(Paginafragment):
+ + + + +
Loading...
 

6de paaszondag B

Handelingen 10, 25-26.34-35.44-48: Petrus en Cornelius

De tekst

’Bijbel in gewone taal’

(Deze Bijbeltekst komt uit de Bijbel in Gewone Taal, © Nederlands Bijbelgenootschap 2014, p. 1737-1738)

Toen Petrus eraan kwam, ging Cornelius meteen naar hem toe. Vol eerbied knielde hij voor Petrus. 2
Maar die trok hem overeind en zei: ‘Sta op, ik ben maar een gewoon mens.’ (…)

Toen begon Petrus te spreken. Hij zei: ‘Nu begrijp ik pas goed dat God alle mensen even belangrijk vindt. God houdt van iedereen die eerbied voor hem heeft en leeft volgens zijn wil. Het maakt niet uit bij welk volk je hoort. (…)

Terwijl Petrus nog aan het praten was, kwam de heilige Geest in alle mensen die naar hem luisterden. Door de heilige Geest gingen ze in verschillende talen spreken. In al die talen dankten ze God. De Joodse gelovigen die met Petrus meegekomen waren, hoorden dat. Ze waren erg verbaasd. Want ze dachten dat mensen van andere volken de heilige Geest niet konden krijgen.
Petrus zei: ‘Al deze mensen hebben de heilige Geest gekregen, net zoals wij. Dat betekent dat we hen nu ook mogen dopen.’ En hij gaf opdracht om Cornelius en iedereen die bij hem hoorde, te dopen in de naam van Jezus Christus.
Daarna vroegen de mensen die daar waren, of Petrus nog een paar dagen wilde blijven.



Dichter bij de tijd

(Bewerking: C. Leterme)

Cornelius woonde in Caesarea,
een havenstad aan de Middellandse zee.
Hij was honderdman in het Romeins leger,
iemand die aan het hoofd stond van honderd soldaten.
Hij was heel gelovig en had, net als de rest van zijn gezin
veel sympathie voor de joodse godsdienst.
Hij deed veel goede werken en bad regelmatig tot God.
+ + + + +
(Opgeslagen gegevens):
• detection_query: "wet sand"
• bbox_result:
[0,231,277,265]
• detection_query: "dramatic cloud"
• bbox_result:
+ + + + +
(Uitdagingen):
[a] Beantwoord de volgende vragen over het paginafragment:
(i) In welke stad woonde Cornelius volgens de bewerking?
(ii) Wat zei Petrus toen hij Cornelius overeind trok?
(iii) In wiens naam moesten Cornelius en iedereen die bij hem hoorde gedoopt worden?
[b] Neem uit het paginafragment het stuk over dat begint bij "Daarna vroegen de" en doorloopt tot en met "van honderd soldaten.", en wissel daarin "havenstad" om voor "kuststad".

(Oplossingen):
[a]
(i) In Caesarea, een havenstad aan de Middellandse zee.
(ii) ‘Sta op, ik ben maar een gewoon mens.’
(iii) In de naam van Jezus Christus.

[b]
Daarna vroegen de mensen die daar waren, of Petrus nog een paar dagen wilde blijven.



Dichter bij de tijd

(Bewerking: C. Leterme)

Cornelius woonde in Caesarea,
een kuststad aan de Middellandse zee.
Hij was honderdman in het Romeins leger,
iemand die aan het hoofd stond van honderd soldaten.